READING TEXT:
For the purposes of supplying water to its customers, the Company
owns a reservoir with a 550,000 gallon capacity, a filtration plant, a
chlorinator pump house and distribution system. The reservoir is fed by
Buck Hill Creek, a spring and one or more wells. The Company also operates
a sewage treatment facility that serves most of the residences in Buck Hill
Falls and formerly served the Buck Hill Inn.
Because a substantial majority of the residents of the Buck Hill
Falls community occupy their units on a seasonal basis, the demand for the
Company's water and sewage services is significantly greater in the summer
months.
GOVERNMENT REGULATION
The Company's water and sewer services are subject to regulation
by the DEP and the Company's water services are regulated by the PUC.

PROBLEM 1:
Reproduce the water service passage word for word, everything from "For the purposes" down to "by the PUC.".
PROBLEM 2:
In the water service passage, what sources feed the Company's reservoir?

RECORDS PROVIDED:
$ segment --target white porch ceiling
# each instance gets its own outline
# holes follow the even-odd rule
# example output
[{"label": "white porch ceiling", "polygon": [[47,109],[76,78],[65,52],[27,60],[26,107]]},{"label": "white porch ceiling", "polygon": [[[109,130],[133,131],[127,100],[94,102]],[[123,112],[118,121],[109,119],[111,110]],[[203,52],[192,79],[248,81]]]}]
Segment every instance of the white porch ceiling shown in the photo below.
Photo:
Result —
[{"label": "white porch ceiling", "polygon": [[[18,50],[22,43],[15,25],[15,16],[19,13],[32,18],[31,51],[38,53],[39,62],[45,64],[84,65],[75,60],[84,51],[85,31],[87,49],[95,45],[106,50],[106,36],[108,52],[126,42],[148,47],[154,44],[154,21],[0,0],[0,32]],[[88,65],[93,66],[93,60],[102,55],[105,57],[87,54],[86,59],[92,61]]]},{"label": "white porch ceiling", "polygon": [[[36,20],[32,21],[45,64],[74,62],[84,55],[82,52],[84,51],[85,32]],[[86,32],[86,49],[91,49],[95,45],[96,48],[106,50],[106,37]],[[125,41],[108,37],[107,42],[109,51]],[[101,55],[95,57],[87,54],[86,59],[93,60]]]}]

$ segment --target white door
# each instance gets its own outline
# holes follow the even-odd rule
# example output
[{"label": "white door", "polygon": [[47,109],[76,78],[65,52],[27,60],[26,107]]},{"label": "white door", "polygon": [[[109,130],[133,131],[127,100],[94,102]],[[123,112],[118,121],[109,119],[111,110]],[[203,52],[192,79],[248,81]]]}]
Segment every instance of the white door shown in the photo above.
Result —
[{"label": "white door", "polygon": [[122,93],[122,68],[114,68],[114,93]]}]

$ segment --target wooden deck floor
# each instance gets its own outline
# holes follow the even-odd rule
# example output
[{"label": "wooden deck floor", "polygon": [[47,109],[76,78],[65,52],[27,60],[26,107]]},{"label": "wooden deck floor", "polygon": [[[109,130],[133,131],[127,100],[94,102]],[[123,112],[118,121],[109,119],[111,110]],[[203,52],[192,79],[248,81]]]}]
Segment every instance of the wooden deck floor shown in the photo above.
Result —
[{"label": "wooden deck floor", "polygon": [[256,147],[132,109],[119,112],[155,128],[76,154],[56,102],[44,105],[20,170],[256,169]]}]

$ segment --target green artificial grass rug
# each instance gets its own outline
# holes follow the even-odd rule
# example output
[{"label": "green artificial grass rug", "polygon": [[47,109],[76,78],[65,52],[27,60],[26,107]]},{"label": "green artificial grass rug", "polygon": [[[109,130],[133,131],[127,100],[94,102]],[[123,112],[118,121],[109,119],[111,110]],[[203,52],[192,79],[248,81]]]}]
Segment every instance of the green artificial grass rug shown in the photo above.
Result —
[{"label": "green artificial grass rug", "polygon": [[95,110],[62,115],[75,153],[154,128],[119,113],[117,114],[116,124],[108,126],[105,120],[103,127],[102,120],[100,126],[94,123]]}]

---

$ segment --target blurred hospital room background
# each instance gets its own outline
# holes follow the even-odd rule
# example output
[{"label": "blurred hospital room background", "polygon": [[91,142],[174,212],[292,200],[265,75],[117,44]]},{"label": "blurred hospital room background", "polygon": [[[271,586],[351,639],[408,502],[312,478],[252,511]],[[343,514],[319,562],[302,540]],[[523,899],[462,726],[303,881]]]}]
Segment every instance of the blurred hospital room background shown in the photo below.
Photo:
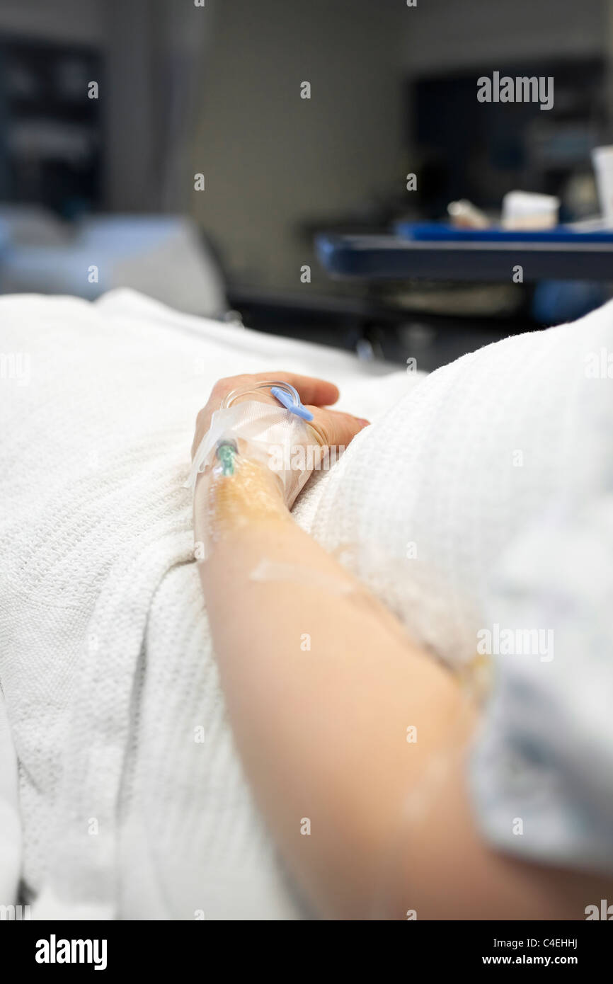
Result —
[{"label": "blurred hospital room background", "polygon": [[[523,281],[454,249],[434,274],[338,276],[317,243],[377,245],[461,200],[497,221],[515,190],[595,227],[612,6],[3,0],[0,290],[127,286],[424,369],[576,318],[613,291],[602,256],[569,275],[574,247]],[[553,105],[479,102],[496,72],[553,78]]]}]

...

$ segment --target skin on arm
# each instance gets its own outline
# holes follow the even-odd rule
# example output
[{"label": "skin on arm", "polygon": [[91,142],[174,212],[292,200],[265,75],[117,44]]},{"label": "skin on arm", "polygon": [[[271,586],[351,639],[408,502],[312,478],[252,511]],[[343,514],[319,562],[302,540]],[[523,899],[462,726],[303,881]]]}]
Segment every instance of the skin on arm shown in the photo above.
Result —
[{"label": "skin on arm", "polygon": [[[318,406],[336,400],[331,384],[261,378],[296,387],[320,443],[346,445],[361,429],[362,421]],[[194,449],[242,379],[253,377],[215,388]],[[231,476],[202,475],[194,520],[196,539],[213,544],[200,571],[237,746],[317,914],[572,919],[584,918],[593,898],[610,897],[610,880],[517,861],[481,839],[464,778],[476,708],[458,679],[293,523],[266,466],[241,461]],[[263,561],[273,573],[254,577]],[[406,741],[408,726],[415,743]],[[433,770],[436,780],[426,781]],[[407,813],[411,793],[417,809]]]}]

WRITTEN RESPONSE 1:
For the purposes of supplying water to its customers, the Company
owns a reservoir with a 550,000 gallon capacity, a filtration plant, a
chlorinator pump house and distribution system. The reservoir is fed by
Buck Hill Creek, a spring and one or more wells. The Company also operates
a sewage treatment facility that serves most of the residences in Buck Hill
Falls and formerly served the Buck Hill Inn.
Because a substantial majority of the residents of the Buck Hill
Falls community occupy their units on a seasonal basis, the demand for the
Company's water and sewage services is significantly greater in the summer
months.
GOVERNMENT REGULATION
The Company's water and sewer services are subject to regulation
by the DEP and the Company's water services are regulated by the PUC.

WRITTEN RESPONSE 2:
Buck Hill Creek, a spring and one or more wells.